-------- Document extract
The women, who had either travelled or been taken to Syria to become partners of ISIS members had been living in refugee camps, but smuggled themselves out of the country to Lebanon after the collapse of the Islamic extremist group.
They were issued Australian passports in Lebanon after passing security checks and establishing that the children were entitled to citizenship by descent.
The group arrived in Australia on September 26.
The Coalition accused Mr Albanese of misleading Australians when he said in early September that the Government was not providing any assistance to the cohort.
“Evidence at Senate estimates confirmed that the government assisted with medical interviews, assisted with DNA tests for children, assisted with citizenship by descent claims, and assisted with passports,” Opposition Leader Sussan Ley said during question time on Thursday.
“Why did the Prime Minister tell Australians one thing while doing the exact opposite?”
Mr Burke said every government had legal obligations under citizenship and passport laws to assess applications and provide documents.
“Everything that was just described as assistance by the Leader of the Opposition, it would have been an offence for the government to not do,” he said.
“These individuals received what they were entitled to by law, no more and no less.
“What is hidden behind what the Leader of the Opposition is saying right there, is she is suggesting … that one of the options in front of the government was to not obey Australian law.”
Ms Ley said the government should have stopped the women and their children from entering Australia and “worked harder to make sure that we did not allow them back”.
Asked whether that was legal, she said there wasn’t any evidence the government had tried to prevent them.
“This is not some romance that went wrong.” she said.
“ This is a group of individuals who willingly left this country, in itself breaking the law, to go and join ISIL, a death cult that has at its heart the destruction of our way of life and our society.
“If we cast our minds back to Islamic State at its height and the security threat that was talked about here in this country, do we really want these individuals just let back in?”
Mr Albanese rejected a question about Australian Federal Police revelations that authorities expected more women and children to return from the Syrian camps, saying it assumed that “they are coming back to Australia with our support, which they are not”.
He quoted AFP Commissioner Krissy Barrett describing the group as making a “self-managed” return home.
“Fact one: A non-government organisation took this government to court demanding that we repatriate these people,” Mr Albanese said.
“Fact two: They lost the court case. Fact three: We did not repatriate these people, unlike the former process of both the former government and the government in its first term early on.”
He reiterated that all Australian citizens had rights that meant governments owed them some obligations.
“(If) the question is whether we are repatriating people, the answer to that is no. If the question is do Australian citizens have rights, the answer to that is, of course, yes,” he said.
Labor repatriated four women and 13 children in 2022, while the former coalition government repatriated eight unaccompanied minors in 2019.
At least 40 people, including some who had fought with or supported ISIS, returned under their own volition under the former Liberal government.
----------------
#### Work required:
Copy everything from "He quoted AFP" down to "them some obligations." in the article about the women and children returning from Syria, changing "self-managed" to "independent".
-------- Data provided
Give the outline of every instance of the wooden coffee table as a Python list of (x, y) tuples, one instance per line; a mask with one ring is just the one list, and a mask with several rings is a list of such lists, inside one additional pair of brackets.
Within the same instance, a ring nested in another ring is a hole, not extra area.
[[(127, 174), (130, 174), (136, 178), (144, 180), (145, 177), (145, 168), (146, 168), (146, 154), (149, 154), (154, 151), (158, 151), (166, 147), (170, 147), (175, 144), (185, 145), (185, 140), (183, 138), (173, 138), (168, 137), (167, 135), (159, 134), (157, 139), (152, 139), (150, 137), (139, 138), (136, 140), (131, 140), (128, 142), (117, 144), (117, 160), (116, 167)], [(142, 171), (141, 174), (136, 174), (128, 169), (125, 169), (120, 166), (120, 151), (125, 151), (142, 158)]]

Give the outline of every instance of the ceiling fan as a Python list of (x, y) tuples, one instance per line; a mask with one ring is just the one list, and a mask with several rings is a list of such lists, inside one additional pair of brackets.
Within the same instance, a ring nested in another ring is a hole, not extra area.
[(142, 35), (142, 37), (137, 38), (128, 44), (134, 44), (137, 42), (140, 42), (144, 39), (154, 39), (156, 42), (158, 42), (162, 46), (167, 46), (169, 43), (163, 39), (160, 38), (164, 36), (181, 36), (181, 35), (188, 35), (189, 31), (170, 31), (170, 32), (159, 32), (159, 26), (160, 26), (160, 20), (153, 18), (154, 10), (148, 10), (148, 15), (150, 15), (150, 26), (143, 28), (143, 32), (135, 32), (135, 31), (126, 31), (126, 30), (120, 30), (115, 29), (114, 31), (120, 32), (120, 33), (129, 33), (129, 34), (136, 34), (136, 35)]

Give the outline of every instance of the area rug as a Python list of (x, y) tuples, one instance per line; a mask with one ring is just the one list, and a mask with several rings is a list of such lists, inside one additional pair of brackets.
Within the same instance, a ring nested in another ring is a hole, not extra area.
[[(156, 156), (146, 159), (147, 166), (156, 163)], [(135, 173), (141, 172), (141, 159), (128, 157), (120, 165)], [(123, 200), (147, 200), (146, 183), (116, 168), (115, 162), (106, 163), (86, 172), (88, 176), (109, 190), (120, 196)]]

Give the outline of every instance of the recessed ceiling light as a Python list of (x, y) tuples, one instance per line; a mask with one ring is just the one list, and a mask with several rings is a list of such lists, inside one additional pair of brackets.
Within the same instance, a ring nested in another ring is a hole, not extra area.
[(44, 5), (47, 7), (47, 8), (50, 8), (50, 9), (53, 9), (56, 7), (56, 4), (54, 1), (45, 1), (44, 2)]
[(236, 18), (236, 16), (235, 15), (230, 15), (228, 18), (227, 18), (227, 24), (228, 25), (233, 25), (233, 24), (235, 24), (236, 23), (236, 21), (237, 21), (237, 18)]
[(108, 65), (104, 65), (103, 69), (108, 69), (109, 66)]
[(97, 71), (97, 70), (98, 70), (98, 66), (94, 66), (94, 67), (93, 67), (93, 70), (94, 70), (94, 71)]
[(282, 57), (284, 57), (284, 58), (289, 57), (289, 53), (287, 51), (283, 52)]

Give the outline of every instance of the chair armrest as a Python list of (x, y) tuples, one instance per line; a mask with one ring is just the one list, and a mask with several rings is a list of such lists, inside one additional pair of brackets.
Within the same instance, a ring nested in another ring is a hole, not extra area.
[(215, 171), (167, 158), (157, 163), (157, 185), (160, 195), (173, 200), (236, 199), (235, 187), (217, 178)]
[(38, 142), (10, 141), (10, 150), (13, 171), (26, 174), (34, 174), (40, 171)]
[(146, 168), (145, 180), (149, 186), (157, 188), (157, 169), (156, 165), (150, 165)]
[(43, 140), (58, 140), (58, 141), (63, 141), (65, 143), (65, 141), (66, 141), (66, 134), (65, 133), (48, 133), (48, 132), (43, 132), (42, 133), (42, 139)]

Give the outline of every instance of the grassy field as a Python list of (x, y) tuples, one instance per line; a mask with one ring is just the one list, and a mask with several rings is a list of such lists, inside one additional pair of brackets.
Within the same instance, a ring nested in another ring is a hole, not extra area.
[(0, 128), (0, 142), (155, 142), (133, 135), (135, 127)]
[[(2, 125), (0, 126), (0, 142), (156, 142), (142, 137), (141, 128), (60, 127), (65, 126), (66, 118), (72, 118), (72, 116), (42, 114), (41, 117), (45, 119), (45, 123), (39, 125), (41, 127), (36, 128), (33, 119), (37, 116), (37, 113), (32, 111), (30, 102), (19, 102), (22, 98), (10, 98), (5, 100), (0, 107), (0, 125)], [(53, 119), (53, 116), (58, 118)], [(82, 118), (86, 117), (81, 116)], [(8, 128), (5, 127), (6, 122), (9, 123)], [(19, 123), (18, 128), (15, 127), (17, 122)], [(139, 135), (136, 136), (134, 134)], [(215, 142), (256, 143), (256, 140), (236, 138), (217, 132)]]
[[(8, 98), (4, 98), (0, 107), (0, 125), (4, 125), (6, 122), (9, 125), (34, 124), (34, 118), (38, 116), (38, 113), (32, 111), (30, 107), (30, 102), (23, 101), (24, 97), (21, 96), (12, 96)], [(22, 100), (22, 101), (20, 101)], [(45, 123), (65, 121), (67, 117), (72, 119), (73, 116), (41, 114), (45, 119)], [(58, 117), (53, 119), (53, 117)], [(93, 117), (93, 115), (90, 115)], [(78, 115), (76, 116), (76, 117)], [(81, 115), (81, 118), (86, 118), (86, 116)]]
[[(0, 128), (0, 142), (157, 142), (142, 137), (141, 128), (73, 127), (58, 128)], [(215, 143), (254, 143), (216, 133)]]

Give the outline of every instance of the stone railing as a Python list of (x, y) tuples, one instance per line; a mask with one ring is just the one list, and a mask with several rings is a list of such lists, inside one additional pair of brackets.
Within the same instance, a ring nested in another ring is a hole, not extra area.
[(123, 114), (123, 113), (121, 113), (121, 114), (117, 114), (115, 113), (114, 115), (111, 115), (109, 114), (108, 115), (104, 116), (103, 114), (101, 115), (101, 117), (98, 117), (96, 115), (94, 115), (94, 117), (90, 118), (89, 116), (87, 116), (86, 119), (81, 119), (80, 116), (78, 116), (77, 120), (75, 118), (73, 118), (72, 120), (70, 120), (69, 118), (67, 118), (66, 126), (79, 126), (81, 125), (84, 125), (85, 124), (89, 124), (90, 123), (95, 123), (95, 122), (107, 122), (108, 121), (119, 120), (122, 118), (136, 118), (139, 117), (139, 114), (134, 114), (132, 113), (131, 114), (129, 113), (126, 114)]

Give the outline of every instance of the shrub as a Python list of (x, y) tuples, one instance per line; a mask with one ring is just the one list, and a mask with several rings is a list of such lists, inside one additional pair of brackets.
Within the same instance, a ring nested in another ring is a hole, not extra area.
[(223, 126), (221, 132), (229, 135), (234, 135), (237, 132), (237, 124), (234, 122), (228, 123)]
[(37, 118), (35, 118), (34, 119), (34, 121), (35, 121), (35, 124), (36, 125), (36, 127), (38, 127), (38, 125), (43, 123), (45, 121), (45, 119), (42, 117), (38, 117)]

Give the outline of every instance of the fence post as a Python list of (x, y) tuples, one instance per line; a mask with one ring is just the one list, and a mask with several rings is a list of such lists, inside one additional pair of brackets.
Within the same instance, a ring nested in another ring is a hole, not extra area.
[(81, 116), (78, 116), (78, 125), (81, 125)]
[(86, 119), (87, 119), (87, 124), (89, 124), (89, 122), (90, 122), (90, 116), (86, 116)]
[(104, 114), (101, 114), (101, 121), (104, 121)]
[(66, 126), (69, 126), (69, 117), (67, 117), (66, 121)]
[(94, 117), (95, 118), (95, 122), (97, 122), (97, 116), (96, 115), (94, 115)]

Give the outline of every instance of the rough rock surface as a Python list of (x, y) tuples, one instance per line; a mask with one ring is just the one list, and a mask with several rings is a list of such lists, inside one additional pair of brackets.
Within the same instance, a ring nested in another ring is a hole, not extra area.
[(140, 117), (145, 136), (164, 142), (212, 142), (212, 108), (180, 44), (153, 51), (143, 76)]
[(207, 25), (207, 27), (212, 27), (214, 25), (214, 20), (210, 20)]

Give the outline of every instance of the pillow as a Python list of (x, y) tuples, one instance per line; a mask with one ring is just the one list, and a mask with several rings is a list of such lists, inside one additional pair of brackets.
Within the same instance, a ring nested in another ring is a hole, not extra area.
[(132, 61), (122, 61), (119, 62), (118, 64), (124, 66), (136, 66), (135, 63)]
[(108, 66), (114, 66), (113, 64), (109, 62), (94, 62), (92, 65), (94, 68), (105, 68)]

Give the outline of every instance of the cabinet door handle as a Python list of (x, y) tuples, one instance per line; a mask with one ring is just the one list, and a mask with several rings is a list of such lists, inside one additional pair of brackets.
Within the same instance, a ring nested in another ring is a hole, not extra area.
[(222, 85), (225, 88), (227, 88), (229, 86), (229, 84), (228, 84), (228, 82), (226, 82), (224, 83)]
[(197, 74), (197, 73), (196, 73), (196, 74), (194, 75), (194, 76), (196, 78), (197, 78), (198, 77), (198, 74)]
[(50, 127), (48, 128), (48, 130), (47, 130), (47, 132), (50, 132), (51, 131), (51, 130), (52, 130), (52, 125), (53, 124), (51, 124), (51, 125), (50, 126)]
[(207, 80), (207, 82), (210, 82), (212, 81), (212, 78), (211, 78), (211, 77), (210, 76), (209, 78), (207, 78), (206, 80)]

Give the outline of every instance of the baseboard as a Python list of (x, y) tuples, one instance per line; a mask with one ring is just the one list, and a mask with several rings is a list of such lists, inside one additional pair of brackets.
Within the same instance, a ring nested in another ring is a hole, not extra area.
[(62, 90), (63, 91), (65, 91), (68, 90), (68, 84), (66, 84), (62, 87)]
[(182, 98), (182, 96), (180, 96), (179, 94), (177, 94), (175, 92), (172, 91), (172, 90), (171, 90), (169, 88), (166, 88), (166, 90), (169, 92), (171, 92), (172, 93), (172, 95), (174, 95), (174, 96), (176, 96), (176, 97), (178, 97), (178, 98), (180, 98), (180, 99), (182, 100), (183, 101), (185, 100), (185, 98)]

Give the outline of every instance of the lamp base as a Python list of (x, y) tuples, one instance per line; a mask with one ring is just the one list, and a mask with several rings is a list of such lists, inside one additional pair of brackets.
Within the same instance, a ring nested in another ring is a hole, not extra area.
----------------
#### Solution to this exercise:
He quoted AFP Commissioner Krissy Barrett describing the group as making a “independent” return home.
“Fact one: A non-government organisation took this government to court demanding that we repatriate these people,” Mr Albanese said.
“Fact two: They lost the court case. Fact three: We did not repatriate these people, unlike the former process of both the former government and the government in its first term early on.”
He reiterated that all Australian citizens had rights that meant governments owed them some obligations.